Tugas Anda -
Tentukan apakah setiap pernyataan berikut sesuai dengan kutipan tentang perekonomian global di bawah, lalu jawab ya atau tidak disertai kata-kata penentu dari kutipan yang disalin persis. 1. Lima perusahaan pelayaran peti kemas terbesar di dunia menguasai 65% kapasitas global. 2. Bloomberg Economics menilai dampaknya terhadap inflasi di Eropa akan sangat besar. 3. Serangan Houthi menyasar kapal-kapal yang transit di Laut Tengah.

Kutipan Pilihan -
————

Bisnis.com, JAKARTA - Tahun 2024 tinggal menghitung jam. Perekonomian global sepanjang tahun 2023 telah mengalami berbagai fenomena dan peristiwa, mulai dari ketegangan geopolitik dan soal suku bunga. Bagaimana perekonomian global akhir-akhir ini menjelang pergantian tahun?
Baru-baru ini terdapat serangan yang dilakukan oleh Houthi terhadap kapal-kapal yang transit di jalur pelayaran utama, yakni Laut Merah. Hal ini membuat beberapa perusahaan pelayaran besar menghindari jalur air tersebut.
Adapun, keputusan lima perusahaan pelayaran peti kemas terbesar di dunia, dengan 65% kapasitas global, untuk menangguhkan transit melalui jalur tersebut berarti biaya pengiriman menjadi lebih tinggi dan jangka waktu pengiriman yang lebih lama. Namun, menurut Bloomberg Economics, dampaknya terhadap inflasi di Eropa mungkin akan terbatas.

————

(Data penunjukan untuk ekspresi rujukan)
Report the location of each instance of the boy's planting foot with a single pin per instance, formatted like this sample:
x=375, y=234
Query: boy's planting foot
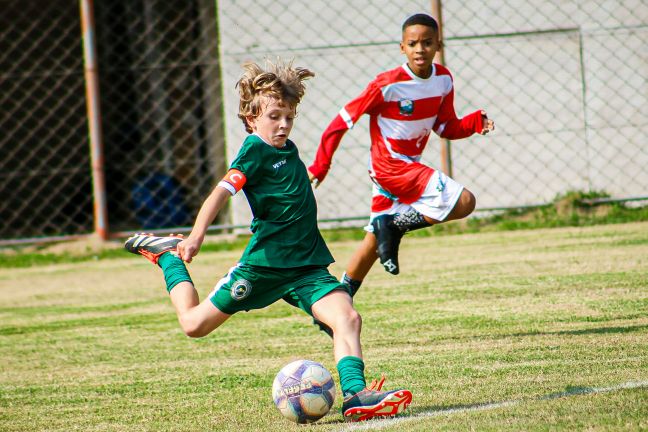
x=388, y=237
x=150, y=246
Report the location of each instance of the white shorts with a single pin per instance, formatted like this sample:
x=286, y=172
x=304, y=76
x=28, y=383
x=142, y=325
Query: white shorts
x=438, y=199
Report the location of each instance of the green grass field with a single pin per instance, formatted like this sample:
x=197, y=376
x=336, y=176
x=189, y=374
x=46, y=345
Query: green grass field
x=525, y=330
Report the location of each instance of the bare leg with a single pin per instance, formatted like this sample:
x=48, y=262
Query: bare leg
x=336, y=311
x=363, y=258
x=196, y=319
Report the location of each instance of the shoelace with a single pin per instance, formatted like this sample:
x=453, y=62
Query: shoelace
x=377, y=385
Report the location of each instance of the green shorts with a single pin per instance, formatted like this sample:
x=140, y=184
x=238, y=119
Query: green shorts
x=247, y=287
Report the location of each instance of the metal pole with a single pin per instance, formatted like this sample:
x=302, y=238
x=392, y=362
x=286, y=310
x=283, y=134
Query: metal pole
x=446, y=149
x=94, y=119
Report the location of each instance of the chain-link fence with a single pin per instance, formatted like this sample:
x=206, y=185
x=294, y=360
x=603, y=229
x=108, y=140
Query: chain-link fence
x=160, y=105
x=565, y=82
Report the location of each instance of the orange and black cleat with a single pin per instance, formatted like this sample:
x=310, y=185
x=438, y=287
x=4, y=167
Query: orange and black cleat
x=372, y=402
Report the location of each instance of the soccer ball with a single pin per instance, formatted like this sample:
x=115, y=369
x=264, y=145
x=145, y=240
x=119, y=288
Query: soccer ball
x=303, y=391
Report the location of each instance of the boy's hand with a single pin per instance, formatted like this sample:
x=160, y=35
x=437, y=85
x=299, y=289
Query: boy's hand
x=487, y=124
x=188, y=248
x=313, y=180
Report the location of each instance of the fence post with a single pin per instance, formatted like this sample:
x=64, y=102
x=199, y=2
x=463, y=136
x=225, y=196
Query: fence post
x=446, y=149
x=94, y=119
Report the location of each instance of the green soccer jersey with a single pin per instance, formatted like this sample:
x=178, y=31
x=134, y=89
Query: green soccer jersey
x=285, y=233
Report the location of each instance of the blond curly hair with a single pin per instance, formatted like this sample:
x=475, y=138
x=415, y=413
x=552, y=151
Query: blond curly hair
x=278, y=80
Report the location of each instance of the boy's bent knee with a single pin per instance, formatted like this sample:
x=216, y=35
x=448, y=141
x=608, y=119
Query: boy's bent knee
x=191, y=328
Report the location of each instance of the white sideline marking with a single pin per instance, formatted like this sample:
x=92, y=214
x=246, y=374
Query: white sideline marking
x=381, y=424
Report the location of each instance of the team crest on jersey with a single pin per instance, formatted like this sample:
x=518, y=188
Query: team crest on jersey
x=241, y=289
x=406, y=106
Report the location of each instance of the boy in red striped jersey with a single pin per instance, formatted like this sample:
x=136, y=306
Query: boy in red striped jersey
x=405, y=105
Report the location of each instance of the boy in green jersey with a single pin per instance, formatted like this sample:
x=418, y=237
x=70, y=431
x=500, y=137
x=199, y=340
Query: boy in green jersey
x=286, y=257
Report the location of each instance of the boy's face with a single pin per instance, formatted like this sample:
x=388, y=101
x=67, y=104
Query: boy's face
x=275, y=121
x=420, y=43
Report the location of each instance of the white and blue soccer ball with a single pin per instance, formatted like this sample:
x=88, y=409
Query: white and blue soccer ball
x=304, y=391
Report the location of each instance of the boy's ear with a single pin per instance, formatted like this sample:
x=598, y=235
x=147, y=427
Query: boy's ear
x=251, y=121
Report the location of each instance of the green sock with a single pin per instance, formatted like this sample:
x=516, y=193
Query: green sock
x=174, y=270
x=351, y=370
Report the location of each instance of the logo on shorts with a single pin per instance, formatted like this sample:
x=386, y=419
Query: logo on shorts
x=406, y=106
x=440, y=185
x=241, y=289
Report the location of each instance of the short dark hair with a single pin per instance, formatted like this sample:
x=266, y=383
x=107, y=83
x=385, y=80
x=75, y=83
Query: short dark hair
x=423, y=19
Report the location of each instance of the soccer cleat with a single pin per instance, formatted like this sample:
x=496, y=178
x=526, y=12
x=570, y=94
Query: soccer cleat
x=372, y=402
x=150, y=246
x=388, y=237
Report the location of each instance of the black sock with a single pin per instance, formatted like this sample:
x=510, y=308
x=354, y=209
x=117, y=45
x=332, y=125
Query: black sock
x=410, y=221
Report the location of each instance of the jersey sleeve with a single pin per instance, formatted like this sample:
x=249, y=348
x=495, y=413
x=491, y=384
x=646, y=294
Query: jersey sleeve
x=365, y=103
x=449, y=126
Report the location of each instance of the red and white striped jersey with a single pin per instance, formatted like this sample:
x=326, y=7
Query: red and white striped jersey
x=403, y=110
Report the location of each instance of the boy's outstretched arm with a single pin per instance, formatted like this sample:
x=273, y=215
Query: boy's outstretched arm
x=449, y=126
x=370, y=97
x=328, y=144
x=189, y=247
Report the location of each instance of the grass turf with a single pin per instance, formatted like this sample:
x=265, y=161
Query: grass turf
x=538, y=317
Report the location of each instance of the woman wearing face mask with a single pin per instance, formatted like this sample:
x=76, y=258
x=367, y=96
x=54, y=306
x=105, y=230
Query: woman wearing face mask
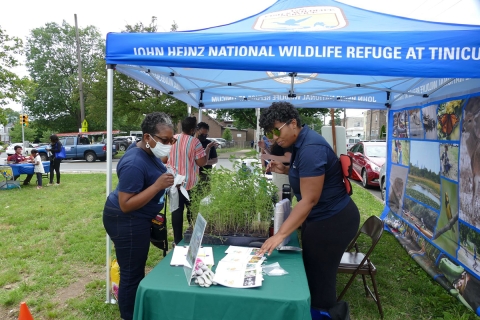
x=130, y=208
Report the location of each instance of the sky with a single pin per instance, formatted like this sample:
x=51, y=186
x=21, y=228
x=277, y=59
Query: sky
x=18, y=18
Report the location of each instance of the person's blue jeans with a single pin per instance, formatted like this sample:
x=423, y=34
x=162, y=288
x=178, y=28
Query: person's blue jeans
x=131, y=237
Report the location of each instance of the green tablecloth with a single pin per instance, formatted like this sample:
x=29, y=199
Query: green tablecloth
x=165, y=294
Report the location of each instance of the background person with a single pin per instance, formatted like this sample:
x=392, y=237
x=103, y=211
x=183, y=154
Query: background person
x=18, y=157
x=212, y=157
x=130, y=208
x=329, y=218
x=38, y=169
x=186, y=156
x=55, y=147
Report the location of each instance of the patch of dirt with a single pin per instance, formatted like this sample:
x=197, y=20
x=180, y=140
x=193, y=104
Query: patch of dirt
x=77, y=288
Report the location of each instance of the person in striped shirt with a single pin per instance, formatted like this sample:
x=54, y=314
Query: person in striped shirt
x=186, y=157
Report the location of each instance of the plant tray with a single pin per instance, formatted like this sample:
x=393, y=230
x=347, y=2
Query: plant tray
x=228, y=240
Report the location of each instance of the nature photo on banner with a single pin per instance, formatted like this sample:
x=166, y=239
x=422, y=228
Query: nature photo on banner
x=433, y=191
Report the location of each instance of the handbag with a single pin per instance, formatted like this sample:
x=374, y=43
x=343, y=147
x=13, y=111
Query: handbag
x=347, y=167
x=158, y=231
x=61, y=154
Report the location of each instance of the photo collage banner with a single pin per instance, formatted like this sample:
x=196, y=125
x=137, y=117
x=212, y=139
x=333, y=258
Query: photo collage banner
x=433, y=191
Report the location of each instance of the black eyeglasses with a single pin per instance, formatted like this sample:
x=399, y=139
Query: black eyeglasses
x=275, y=131
x=166, y=141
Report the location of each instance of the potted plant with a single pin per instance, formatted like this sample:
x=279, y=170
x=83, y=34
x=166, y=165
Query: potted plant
x=237, y=204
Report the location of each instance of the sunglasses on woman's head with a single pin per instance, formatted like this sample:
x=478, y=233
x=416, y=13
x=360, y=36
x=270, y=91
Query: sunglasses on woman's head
x=166, y=141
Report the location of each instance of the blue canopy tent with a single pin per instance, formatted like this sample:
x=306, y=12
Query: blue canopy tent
x=313, y=53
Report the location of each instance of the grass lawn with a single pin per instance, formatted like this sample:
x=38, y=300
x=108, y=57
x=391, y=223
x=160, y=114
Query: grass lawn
x=53, y=257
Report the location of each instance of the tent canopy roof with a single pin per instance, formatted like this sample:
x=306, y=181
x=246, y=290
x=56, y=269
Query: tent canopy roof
x=317, y=53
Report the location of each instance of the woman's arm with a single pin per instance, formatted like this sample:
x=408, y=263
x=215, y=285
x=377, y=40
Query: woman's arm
x=55, y=146
x=285, y=158
x=133, y=201
x=311, y=190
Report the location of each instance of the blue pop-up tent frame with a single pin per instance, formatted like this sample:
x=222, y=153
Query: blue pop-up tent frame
x=313, y=53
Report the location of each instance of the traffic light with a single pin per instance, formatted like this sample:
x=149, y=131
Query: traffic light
x=24, y=120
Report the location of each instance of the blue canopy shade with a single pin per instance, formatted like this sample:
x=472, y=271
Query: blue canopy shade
x=317, y=53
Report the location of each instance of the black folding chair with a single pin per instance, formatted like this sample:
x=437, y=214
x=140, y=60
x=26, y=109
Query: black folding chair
x=355, y=263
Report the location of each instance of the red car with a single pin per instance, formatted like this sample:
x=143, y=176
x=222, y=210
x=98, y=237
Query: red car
x=368, y=158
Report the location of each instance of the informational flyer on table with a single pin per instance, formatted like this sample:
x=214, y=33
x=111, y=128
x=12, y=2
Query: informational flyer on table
x=240, y=268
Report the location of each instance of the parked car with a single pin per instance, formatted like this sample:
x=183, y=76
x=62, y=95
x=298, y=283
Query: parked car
x=367, y=158
x=26, y=151
x=222, y=143
x=79, y=148
x=122, y=143
x=383, y=181
x=351, y=142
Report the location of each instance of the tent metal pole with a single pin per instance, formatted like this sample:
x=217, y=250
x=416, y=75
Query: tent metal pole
x=110, y=69
x=257, y=132
x=334, y=131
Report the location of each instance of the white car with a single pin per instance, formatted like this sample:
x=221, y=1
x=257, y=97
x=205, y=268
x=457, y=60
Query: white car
x=222, y=143
x=26, y=151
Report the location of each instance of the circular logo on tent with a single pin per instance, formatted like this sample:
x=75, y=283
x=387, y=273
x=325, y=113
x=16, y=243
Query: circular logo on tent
x=315, y=18
x=283, y=77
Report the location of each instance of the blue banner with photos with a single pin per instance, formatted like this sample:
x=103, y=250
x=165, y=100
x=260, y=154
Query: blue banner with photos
x=433, y=191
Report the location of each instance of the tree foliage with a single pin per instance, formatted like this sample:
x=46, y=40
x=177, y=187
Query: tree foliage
x=246, y=118
x=227, y=134
x=29, y=133
x=54, y=100
x=131, y=99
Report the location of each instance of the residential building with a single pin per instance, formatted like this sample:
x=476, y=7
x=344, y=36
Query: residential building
x=374, y=120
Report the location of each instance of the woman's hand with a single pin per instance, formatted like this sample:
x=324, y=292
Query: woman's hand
x=271, y=244
x=261, y=144
x=165, y=181
x=277, y=167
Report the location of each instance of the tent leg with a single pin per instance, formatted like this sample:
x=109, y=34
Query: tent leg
x=110, y=69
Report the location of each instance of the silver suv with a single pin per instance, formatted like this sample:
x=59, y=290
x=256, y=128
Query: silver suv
x=383, y=181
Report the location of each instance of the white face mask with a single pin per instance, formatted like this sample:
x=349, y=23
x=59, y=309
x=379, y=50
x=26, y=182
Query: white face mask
x=161, y=150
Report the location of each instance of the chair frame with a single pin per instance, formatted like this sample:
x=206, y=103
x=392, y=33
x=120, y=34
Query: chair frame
x=373, y=228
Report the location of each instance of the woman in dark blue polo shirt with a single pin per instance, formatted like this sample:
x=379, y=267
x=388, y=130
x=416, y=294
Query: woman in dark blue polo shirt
x=130, y=208
x=329, y=218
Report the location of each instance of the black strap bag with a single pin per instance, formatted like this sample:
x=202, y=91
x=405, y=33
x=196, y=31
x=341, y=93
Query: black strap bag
x=158, y=231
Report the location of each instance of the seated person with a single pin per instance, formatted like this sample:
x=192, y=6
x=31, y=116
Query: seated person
x=16, y=158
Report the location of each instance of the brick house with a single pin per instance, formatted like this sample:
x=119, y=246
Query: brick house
x=217, y=128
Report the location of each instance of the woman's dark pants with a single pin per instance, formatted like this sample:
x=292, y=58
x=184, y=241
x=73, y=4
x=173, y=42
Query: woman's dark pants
x=131, y=237
x=323, y=243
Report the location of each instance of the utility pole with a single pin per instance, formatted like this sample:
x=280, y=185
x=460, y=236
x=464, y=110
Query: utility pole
x=23, y=130
x=334, y=136
x=371, y=119
x=80, y=82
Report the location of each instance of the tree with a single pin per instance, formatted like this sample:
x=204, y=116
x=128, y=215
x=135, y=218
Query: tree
x=227, y=134
x=11, y=86
x=131, y=99
x=383, y=132
x=245, y=118
x=54, y=100
x=15, y=133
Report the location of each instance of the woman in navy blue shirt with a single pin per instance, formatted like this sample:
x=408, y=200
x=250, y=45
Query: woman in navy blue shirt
x=130, y=208
x=329, y=218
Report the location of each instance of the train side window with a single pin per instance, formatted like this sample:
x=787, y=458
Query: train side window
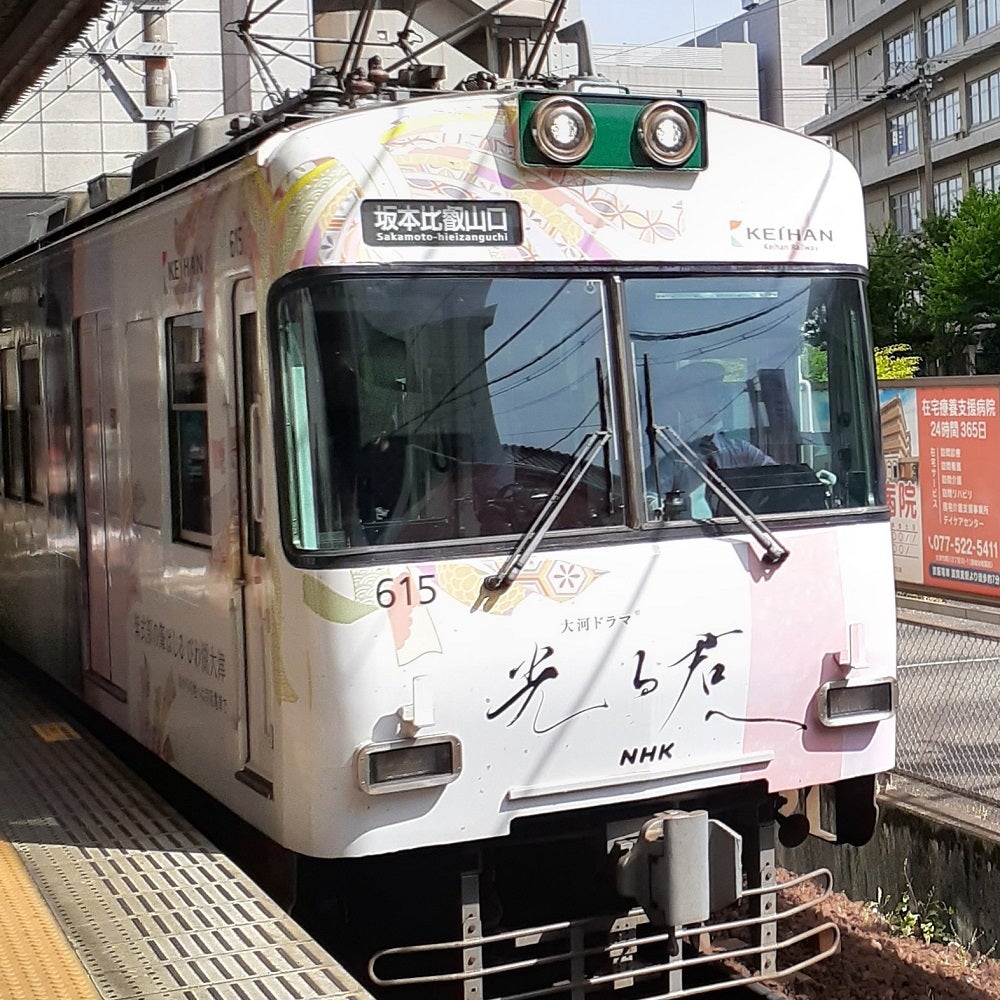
x=35, y=443
x=10, y=426
x=62, y=485
x=189, y=456
x=145, y=459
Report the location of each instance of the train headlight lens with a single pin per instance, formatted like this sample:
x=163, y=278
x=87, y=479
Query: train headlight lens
x=407, y=764
x=843, y=703
x=668, y=133
x=563, y=129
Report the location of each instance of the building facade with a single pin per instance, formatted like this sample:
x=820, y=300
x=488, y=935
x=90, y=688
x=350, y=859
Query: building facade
x=914, y=101
x=791, y=94
x=725, y=75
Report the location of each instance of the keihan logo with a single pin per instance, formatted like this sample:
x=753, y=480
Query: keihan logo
x=793, y=235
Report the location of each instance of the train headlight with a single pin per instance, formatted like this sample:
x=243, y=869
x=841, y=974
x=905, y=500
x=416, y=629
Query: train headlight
x=668, y=133
x=849, y=703
x=405, y=764
x=563, y=129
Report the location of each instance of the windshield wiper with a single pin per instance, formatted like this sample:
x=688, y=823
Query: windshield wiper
x=774, y=552
x=583, y=458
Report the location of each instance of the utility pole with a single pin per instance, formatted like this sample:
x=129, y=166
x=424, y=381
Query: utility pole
x=921, y=93
x=154, y=34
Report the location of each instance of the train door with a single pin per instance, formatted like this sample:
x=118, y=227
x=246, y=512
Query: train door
x=102, y=495
x=256, y=607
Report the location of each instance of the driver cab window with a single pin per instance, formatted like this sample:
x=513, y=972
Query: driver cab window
x=755, y=379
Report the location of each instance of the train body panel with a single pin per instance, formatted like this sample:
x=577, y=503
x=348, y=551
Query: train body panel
x=620, y=683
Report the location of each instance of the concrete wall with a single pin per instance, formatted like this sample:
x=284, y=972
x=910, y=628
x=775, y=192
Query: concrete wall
x=948, y=847
x=72, y=128
x=726, y=76
x=790, y=94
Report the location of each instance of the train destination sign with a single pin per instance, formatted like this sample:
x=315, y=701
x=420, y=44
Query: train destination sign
x=940, y=439
x=441, y=223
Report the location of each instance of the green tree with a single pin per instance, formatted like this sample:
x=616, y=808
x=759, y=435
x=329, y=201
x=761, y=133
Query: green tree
x=897, y=269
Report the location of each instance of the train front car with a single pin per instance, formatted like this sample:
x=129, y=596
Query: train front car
x=587, y=564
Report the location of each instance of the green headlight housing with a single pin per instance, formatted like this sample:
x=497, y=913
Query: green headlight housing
x=596, y=131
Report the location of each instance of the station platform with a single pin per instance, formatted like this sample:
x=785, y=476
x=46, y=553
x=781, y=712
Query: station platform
x=107, y=892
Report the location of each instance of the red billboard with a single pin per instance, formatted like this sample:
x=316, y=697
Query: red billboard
x=941, y=441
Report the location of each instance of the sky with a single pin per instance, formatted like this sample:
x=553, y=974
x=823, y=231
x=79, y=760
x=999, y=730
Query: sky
x=669, y=22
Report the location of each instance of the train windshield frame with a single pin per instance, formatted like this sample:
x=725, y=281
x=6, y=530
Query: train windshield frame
x=443, y=408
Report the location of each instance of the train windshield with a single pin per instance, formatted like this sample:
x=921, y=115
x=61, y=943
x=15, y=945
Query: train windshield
x=758, y=380
x=436, y=409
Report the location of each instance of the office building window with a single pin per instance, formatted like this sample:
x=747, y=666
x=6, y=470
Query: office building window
x=944, y=116
x=941, y=32
x=947, y=195
x=987, y=178
x=984, y=99
x=983, y=15
x=900, y=53
x=903, y=133
x=905, y=211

————

Jawaban Latihan -
1. Ya: "lima perusahaan pelayaran peti kemas terbesar di dunia, dengan 65% kapasitas global"
2. Tidak: "dampaknya terhadap inflasi di Eropa mungkin akan terbatas"
3. Tidak: "jalur pelayaran utama, yakni Laut Merah"